- **EXERCISE DIRECTIONS**
Gather every line in the records below that contains the word "stripe", and copy each such line in full. Treat the match as case-sensitive.

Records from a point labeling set
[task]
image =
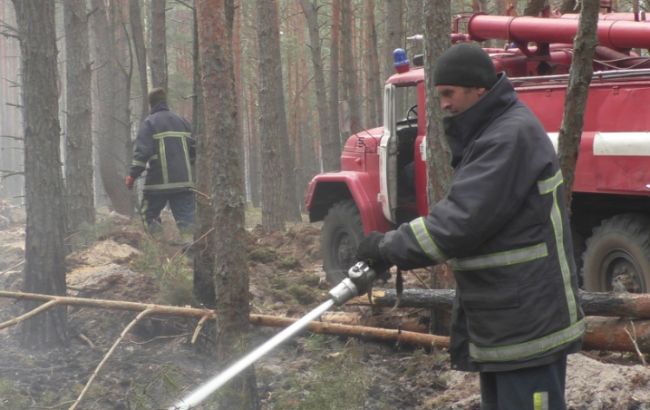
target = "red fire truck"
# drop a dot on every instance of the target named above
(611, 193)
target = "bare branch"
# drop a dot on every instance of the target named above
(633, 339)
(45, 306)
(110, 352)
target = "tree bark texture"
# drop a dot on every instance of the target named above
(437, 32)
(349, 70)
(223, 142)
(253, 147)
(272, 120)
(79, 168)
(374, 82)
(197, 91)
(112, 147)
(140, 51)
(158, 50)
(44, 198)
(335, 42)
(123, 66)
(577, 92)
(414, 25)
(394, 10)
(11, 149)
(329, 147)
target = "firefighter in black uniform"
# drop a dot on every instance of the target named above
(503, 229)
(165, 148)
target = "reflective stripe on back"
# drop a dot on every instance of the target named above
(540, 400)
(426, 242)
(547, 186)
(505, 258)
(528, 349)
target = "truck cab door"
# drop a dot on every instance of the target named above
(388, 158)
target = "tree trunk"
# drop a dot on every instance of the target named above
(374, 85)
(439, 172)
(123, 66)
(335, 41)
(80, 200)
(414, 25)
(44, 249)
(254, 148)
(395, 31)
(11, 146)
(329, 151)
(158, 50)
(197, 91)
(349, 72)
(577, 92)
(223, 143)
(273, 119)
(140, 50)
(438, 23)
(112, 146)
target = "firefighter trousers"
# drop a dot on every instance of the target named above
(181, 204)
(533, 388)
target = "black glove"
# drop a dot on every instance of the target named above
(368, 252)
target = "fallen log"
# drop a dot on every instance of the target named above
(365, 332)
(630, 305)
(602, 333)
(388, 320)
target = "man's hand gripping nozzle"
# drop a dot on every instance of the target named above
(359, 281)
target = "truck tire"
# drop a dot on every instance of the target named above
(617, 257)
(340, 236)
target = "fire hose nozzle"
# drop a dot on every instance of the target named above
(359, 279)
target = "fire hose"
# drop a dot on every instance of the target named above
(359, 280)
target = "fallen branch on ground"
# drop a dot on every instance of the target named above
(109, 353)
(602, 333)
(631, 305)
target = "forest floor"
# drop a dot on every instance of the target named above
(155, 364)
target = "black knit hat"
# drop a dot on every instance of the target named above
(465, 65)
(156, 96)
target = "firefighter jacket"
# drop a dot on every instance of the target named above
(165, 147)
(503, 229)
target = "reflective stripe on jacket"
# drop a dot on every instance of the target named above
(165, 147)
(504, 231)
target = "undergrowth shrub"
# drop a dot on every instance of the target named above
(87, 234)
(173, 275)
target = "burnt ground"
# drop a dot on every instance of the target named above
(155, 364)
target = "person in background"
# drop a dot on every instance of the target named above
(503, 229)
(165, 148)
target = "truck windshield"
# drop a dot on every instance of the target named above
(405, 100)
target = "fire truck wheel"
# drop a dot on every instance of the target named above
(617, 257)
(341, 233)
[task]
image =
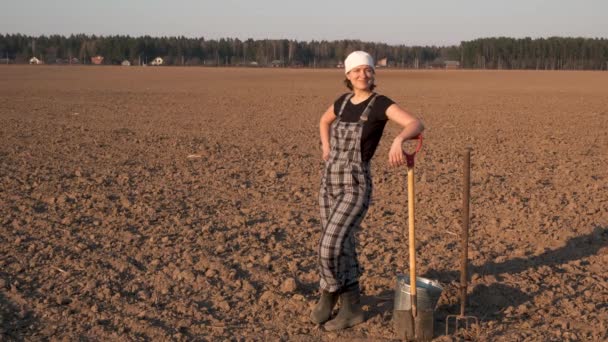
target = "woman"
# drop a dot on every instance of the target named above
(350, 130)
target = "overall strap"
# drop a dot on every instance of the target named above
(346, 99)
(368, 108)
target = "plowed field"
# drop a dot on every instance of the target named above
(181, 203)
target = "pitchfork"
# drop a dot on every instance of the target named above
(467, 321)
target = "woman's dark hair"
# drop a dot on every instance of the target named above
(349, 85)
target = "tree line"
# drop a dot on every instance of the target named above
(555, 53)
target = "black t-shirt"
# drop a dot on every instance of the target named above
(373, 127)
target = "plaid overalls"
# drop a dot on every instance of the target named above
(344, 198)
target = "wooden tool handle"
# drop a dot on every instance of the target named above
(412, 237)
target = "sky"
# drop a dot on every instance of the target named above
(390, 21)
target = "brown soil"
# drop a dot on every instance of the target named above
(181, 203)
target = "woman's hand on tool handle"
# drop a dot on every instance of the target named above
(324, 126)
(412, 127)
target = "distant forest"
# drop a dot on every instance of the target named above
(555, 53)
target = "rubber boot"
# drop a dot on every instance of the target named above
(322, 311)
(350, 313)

* * *

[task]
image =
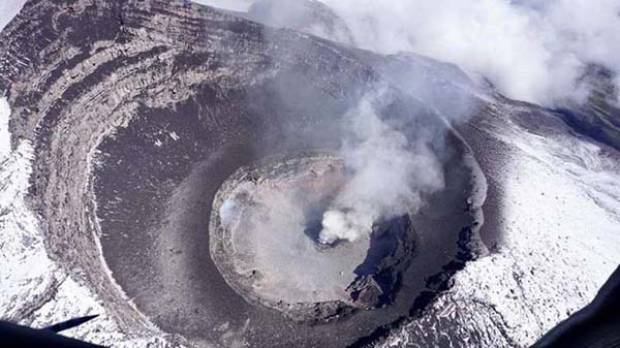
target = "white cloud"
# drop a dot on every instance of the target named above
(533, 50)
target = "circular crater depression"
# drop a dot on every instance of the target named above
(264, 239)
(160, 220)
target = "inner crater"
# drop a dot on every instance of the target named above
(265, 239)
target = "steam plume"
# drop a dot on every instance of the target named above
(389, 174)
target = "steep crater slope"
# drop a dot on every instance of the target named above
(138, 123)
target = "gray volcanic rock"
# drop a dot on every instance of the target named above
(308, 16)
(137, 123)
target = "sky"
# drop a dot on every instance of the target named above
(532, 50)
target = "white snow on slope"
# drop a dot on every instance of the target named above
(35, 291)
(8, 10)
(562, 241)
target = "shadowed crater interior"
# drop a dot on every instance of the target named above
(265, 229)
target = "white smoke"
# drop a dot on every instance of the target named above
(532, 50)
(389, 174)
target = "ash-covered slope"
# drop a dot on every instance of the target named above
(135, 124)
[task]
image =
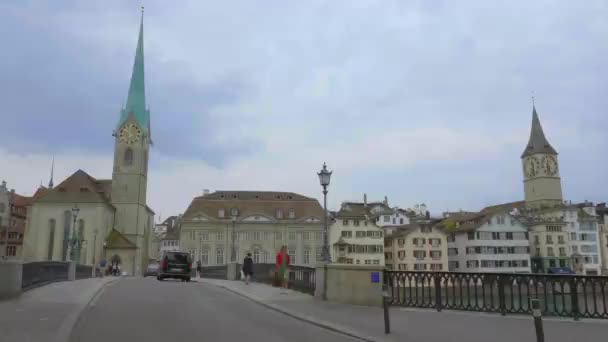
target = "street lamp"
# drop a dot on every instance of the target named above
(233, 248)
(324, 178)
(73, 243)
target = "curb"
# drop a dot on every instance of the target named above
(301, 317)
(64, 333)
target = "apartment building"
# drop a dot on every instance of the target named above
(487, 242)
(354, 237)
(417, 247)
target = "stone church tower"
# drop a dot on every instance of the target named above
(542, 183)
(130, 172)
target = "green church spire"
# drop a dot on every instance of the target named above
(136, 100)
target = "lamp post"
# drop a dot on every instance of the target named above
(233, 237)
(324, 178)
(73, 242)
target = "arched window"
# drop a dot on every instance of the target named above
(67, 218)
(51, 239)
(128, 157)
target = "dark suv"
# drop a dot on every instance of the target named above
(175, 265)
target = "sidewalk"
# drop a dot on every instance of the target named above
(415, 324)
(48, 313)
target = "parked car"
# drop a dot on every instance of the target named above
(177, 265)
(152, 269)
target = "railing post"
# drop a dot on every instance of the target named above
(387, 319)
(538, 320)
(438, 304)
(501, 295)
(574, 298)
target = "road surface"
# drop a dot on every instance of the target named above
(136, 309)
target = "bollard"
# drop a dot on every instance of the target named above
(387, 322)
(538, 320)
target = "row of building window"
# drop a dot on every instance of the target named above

- **REPLY**
target = "reflective stripe on back"
target = "reflective stripe on jacket"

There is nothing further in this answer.